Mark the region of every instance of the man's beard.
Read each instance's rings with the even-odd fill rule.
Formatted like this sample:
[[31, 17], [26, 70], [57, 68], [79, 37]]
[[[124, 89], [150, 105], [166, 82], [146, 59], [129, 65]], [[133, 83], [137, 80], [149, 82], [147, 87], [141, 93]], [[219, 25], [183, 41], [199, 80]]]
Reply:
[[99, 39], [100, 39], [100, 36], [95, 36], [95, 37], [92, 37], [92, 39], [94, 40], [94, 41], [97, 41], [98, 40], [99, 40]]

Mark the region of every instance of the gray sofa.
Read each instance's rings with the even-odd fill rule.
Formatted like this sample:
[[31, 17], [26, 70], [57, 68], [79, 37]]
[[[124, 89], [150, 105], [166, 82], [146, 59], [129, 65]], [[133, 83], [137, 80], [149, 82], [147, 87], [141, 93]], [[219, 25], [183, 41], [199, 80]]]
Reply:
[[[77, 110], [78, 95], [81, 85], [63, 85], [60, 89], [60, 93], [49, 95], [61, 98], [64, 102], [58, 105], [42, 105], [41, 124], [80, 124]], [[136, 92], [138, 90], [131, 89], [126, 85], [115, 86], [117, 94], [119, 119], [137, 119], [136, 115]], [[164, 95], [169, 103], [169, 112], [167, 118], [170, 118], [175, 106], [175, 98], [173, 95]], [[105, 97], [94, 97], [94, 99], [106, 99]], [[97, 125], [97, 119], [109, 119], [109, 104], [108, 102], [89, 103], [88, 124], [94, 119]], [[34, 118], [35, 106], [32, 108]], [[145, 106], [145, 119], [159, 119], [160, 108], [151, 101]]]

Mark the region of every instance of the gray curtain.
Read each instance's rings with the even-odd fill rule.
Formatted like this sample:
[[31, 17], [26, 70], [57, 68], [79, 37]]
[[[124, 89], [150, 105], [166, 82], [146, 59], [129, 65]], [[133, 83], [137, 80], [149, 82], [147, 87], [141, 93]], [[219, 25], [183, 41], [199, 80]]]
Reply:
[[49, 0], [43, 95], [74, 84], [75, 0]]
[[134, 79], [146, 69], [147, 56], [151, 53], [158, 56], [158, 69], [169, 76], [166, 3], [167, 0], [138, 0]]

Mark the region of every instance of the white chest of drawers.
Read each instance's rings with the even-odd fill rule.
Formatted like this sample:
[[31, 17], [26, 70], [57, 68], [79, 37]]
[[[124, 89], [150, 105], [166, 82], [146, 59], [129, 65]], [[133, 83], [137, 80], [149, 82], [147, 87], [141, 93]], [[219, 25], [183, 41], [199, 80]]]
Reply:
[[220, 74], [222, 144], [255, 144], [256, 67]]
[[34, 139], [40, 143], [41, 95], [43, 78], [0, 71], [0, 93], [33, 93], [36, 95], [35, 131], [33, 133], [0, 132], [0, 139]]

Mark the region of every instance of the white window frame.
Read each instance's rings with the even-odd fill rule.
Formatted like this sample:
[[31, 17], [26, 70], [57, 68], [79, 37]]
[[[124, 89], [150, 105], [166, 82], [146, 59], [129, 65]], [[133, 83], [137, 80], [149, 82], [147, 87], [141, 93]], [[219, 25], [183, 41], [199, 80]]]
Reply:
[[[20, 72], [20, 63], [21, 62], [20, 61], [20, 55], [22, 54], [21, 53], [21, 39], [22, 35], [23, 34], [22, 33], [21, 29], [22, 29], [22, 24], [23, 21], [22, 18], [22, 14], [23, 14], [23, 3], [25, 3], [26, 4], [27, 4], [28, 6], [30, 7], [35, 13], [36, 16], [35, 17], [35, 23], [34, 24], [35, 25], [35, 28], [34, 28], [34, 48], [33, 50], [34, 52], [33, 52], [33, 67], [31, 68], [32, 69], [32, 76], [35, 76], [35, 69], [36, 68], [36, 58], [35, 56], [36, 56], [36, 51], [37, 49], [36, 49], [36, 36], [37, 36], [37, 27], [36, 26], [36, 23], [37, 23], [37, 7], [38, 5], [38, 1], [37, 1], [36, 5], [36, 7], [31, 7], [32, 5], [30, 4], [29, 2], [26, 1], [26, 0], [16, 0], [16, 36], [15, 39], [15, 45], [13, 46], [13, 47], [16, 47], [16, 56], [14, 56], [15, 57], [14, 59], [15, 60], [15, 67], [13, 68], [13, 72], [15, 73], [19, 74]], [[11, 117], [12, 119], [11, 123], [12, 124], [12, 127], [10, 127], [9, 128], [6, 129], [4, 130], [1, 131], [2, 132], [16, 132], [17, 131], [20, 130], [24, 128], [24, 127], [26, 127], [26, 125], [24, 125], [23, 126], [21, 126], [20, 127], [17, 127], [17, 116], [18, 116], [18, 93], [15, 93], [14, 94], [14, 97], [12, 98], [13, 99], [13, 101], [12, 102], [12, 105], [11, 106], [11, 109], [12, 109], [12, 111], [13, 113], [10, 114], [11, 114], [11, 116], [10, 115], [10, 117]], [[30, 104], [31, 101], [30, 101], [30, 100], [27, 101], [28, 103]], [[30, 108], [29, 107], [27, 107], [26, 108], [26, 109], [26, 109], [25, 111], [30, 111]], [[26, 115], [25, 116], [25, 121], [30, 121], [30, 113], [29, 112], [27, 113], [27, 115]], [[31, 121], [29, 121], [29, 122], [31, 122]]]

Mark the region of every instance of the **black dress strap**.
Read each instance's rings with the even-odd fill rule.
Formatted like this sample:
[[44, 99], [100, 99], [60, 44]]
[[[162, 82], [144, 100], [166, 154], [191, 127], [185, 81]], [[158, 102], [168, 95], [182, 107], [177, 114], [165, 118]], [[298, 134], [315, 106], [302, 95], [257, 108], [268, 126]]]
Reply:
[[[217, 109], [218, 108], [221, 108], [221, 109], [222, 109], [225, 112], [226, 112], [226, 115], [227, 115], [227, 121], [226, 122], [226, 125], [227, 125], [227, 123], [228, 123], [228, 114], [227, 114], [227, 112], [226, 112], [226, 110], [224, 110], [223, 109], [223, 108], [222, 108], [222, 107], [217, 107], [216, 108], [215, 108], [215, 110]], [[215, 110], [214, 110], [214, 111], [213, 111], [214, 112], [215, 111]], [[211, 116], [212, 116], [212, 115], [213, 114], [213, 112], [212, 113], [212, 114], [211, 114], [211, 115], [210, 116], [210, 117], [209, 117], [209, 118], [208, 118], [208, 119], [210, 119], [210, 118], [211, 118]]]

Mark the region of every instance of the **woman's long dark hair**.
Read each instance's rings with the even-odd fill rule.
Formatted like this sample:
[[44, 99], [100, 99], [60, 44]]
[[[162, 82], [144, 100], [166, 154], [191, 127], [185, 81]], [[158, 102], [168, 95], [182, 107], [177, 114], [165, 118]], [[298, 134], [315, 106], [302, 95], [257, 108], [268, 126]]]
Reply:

○ ○ ○

* [What needs to be done] Return the lines exactly as they appear, beginning with the line containing "Mark the region of every instance of the gray sofa." and continuing through the line containing "108], [151, 101]]]".

* [Response for this exercise]
Mark the region of every instance of the gray sofa.
Read each instance's rings with the even-odd fill rule.
Formatted like this sample:
[[31, 17], [26, 70], [57, 68], [79, 37]]
[[[124, 89], [150, 105], [166, 82], [146, 59], [129, 65]], [[133, 83], [137, 80], [149, 82], [147, 87], [141, 93]], [[219, 25], [183, 41], [199, 80]]]
Reply:
[[[77, 110], [78, 95], [81, 85], [63, 85], [60, 89], [60, 93], [49, 95], [61, 98], [64, 102], [58, 105], [42, 105], [41, 124], [80, 124]], [[136, 92], [138, 90], [131, 89], [126, 85], [115, 86], [117, 94], [119, 119], [137, 119], [136, 115]], [[164, 95], [169, 103], [169, 112], [167, 118], [170, 118], [175, 106], [175, 98], [173, 95]], [[105, 97], [94, 97], [94, 99], [106, 99]], [[97, 125], [97, 119], [109, 119], [109, 104], [108, 102], [89, 103], [88, 124], [94, 119]], [[34, 118], [35, 106], [32, 108]], [[145, 106], [145, 119], [159, 119], [160, 108], [151, 101]]]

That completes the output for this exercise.